Hospital wings are usually named for people who have donated a substantial amount of money. But a major portion of Montefiore’s main campus was named in 2006 for someone who transformed the institution over two decades as its president, Spencer Foreman, MD.
Foreman, who officially retires on Jan. 6, 2008, presided over two decades of growth for Montefiore, the largest private employer in the Bronx. He is widely known for stewarding the vast expansion of Montefiore’s medical services such as the Children’s Hospital and a full-service community care system in 30 health centers in the Bronx and Westchester.
But Foreman also made his mark in an area not usually associated with hospital executives – community development.
Early on in his tenure, he made it clear that the community’s viability was connected to the hospital’s and vice versa.
“Large, successful businesses have a responsibility to improve the world in which they prosper,” Foreman said in a 2006 interview with the Norwood News. “Corporate philanthropy, corporate involvement, is very much a part of the great American tradition.”
Foreman said that fostering community improvements in the area surrounding Montefiore are a “two-fer” – they benefit the Medical Center and its staff and patients, and also the neighborhood as a whole.
“Having a neighborhood which looks good and feels good is very much in the institution’s own best interest,” Foreman said. “If the place is in good repair, and is orderly, clean and safe, people want to come here. If the neighborhood is a wreck, they don’t.”
Foreman was an active member of the board of Mosholu Preservation Corporation (MPC), a not-for-profit affiliate of Montefiore which publishes the Norwood News. He supported MPC’s efforts to move beyond the renovation of the derelict buildings to include graffiti removal as well as the eventual creation of the paper and the Jerome-Gun Hill Business Improvement District.
He also was a key supporter of MPC’s efforts to renovate the historic Keeper’s House on Reservoir Oval and other conversions of dilapidated area buildings to community uses.
Foreman brokered the deal between the New York Botanical Garden and Fordham University to end a decade-old battle over a half-built radio tower on Fordham campus. Fordham offered the roof of a Montefiore apartment building, where the tower now sits. That development preceded an ongoing collaboration among the three nonprofits and the Bronx Zoo to beautify and enhance the thoroughfares leading to the institutions.
In November, Montefiore’s board of trustees named Steven M. Safyer, MD, as Foreman’s successor. Safyer has been senior vice president and chief medical officer at Montefiore since 1998.

**Work task A**
List the institutions that, according to the Foreman article, take part in the ongoing collaboration to beautify and enhance the thoroughfares leading to them.
**Work task B**
Quote everything in the Foreman article from "Hospital wings are" down to "Spencer Foreman, MD.".

**Dataset entries**
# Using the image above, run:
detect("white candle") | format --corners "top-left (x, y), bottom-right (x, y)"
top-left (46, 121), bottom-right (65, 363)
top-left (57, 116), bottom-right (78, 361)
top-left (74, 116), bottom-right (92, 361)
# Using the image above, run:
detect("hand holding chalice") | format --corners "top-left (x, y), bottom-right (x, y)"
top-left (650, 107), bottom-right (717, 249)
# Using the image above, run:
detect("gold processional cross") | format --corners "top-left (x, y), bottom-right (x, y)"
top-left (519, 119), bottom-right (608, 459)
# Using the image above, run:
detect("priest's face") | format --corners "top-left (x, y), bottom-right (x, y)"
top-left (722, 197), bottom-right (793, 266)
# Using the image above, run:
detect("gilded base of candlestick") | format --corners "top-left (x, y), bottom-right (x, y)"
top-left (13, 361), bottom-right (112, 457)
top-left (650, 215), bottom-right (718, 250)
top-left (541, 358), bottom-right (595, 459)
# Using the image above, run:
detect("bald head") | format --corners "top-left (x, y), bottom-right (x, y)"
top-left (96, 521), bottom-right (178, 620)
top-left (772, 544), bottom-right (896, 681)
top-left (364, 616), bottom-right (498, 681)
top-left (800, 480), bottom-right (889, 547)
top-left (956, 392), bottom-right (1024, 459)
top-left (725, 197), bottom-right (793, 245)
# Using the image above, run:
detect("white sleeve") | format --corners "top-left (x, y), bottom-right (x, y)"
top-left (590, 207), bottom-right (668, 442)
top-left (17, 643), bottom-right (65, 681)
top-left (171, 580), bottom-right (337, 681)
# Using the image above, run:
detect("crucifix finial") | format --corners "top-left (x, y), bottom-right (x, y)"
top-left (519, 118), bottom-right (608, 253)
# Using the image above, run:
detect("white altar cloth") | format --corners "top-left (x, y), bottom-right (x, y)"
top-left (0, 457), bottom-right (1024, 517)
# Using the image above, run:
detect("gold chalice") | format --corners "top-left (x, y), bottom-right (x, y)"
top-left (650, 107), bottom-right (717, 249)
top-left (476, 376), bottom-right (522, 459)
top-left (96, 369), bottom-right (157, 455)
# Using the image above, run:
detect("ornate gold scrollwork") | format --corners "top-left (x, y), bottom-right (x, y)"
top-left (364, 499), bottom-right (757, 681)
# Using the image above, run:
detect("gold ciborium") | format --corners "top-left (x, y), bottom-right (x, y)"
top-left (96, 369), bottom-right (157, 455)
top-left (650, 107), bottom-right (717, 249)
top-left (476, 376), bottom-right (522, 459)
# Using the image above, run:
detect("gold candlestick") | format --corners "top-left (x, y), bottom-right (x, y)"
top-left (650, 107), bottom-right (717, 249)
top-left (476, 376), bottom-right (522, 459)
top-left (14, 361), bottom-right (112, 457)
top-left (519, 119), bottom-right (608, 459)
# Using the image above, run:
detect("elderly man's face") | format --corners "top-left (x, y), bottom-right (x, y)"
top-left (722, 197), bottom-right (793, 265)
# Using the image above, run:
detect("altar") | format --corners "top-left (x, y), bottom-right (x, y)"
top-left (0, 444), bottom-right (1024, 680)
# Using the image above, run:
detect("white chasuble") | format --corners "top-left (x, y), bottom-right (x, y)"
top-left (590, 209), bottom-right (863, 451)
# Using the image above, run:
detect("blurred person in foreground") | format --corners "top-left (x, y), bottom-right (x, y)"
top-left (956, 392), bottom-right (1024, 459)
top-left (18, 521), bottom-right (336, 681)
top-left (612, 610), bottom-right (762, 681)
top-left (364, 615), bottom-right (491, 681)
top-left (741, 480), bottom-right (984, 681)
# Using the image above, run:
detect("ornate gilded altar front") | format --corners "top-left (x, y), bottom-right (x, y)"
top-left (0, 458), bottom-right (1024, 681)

**Your response A**
- New York Botanical Garden
- Fordham University
- Montefiore
- Bronx Zoo

**Your response B**
Hospital wings are usually named for people who have donated a substantial amount of money. But a major portion of Montefiore’s main campus was named in 2006 for someone who transformed the institution over two decades as its president, Spencer Foreman, MD.